:: Aim of the exercise ::
Rewrite the part that opens with the line containing "- **Object to find**: white sneaker" and runs to the end of the rows, with the requests included. Scale every box coordinate in the results by 0.5, rounding to whole numbers with halves going up.

* BEGIN Task data *

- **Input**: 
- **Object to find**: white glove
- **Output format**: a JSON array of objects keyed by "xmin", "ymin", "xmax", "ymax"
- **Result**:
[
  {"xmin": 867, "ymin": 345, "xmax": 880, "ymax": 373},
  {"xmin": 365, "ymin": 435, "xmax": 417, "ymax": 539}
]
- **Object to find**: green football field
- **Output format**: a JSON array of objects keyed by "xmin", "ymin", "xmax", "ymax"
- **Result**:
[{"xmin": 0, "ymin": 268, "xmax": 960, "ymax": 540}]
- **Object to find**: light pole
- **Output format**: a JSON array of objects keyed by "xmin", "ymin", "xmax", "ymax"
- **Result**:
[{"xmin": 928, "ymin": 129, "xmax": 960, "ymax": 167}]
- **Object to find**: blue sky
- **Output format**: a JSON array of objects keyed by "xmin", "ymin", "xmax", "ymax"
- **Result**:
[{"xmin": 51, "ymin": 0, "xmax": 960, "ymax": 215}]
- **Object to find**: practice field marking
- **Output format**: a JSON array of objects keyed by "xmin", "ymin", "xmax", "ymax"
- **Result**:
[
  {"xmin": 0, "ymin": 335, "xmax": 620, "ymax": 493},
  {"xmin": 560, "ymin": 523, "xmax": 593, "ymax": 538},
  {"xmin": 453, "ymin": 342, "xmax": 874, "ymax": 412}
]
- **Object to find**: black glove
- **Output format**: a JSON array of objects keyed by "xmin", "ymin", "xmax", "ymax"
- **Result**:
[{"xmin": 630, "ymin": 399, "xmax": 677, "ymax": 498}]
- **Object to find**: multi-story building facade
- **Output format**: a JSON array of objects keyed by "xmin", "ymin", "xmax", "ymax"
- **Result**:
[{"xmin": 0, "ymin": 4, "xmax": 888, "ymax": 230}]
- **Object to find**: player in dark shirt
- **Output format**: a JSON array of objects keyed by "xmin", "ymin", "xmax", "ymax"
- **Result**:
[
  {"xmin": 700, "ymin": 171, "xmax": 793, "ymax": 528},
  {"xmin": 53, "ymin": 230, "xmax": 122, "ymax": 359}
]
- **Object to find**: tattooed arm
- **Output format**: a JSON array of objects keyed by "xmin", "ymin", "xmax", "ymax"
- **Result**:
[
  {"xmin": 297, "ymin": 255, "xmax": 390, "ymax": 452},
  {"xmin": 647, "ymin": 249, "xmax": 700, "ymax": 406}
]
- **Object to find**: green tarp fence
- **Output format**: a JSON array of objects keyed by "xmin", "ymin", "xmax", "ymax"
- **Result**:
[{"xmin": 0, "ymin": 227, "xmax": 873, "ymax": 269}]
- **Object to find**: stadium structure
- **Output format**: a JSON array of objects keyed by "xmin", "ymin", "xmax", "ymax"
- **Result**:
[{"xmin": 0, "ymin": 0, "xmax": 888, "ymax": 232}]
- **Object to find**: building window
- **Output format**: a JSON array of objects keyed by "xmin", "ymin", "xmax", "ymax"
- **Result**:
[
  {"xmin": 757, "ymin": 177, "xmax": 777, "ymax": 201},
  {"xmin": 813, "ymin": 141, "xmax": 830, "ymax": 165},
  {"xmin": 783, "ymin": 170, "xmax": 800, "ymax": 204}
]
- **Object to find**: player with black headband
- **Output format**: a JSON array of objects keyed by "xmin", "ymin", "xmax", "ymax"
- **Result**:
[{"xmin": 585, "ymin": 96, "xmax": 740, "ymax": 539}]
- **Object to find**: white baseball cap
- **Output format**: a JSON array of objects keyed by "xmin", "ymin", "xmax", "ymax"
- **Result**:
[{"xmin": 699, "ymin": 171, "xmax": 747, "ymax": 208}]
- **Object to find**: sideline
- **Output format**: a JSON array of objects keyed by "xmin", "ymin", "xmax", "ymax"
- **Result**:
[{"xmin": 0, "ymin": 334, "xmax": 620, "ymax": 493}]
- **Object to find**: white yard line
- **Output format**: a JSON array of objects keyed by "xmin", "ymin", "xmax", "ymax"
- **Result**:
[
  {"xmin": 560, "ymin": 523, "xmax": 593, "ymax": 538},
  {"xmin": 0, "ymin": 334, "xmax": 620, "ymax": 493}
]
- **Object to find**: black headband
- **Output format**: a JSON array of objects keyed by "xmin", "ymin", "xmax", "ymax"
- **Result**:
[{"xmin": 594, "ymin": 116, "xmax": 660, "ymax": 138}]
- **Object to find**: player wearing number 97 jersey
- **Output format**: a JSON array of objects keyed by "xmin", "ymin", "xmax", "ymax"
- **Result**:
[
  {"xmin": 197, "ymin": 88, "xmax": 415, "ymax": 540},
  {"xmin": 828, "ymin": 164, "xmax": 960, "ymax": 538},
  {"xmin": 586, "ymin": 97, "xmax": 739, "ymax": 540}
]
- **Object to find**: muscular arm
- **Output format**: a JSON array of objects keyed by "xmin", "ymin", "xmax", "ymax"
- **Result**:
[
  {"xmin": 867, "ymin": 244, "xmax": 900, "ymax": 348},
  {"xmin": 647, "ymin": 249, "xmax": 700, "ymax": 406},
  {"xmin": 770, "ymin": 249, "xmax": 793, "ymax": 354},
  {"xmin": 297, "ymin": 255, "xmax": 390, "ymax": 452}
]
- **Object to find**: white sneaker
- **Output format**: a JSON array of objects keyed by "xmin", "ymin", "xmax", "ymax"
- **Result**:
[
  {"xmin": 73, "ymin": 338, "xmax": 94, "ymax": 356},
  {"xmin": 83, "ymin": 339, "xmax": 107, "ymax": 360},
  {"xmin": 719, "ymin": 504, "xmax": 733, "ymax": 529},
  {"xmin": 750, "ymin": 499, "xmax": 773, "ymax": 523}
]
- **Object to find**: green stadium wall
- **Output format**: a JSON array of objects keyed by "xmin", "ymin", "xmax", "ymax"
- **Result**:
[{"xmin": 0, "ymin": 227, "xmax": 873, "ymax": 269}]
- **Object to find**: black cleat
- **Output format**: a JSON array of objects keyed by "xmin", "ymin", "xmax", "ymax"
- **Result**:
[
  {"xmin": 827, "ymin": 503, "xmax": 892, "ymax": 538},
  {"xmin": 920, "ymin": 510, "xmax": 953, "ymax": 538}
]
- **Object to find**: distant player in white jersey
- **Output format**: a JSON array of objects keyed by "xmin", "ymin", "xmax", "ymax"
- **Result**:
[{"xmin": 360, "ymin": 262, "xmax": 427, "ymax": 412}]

* END Task data *

:: Solution ::
- **Object to find**: white sneaker
- **Output format**: a JSON array of objects keyed by "xmin", "ymin", "xmax", "ymax"
- **Result**:
[
  {"xmin": 37, "ymin": 169, "xmax": 47, "ymax": 178},
  {"xmin": 42, "ymin": 170, "xmax": 54, "ymax": 180},
  {"xmin": 360, "ymin": 252, "xmax": 367, "ymax": 265},
  {"xmin": 375, "ymin": 250, "xmax": 387, "ymax": 262}
]
- **Object to find**: green stadium wall
- **Output format**: a JSON array of objects keyed by "xmin", "ymin", "xmax", "ymax"
- **Result**:
[{"xmin": 0, "ymin": 114, "xmax": 437, "ymax": 135}]
- **Object to find**: black cleat
- **Output format**: a JSON array of objects keyed by "xmin", "ymin", "xmax", "ymax"
- **Result**:
[
  {"xmin": 414, "ymin": 252, "xmax": 446, "ymax": 269},
  {"xmin": 460, "ymin": 255, "xmax": 477, "ymax": 269}
]
- **Object to find**: distant player in white jersey
- **Output format**: a JSON array of objects keyed by "xmin", "ymin", "xmax", "ymax"
- **Result**:
[{"xmin": 180, "ymin": 131, "xmax": 214, "ymax": 206}]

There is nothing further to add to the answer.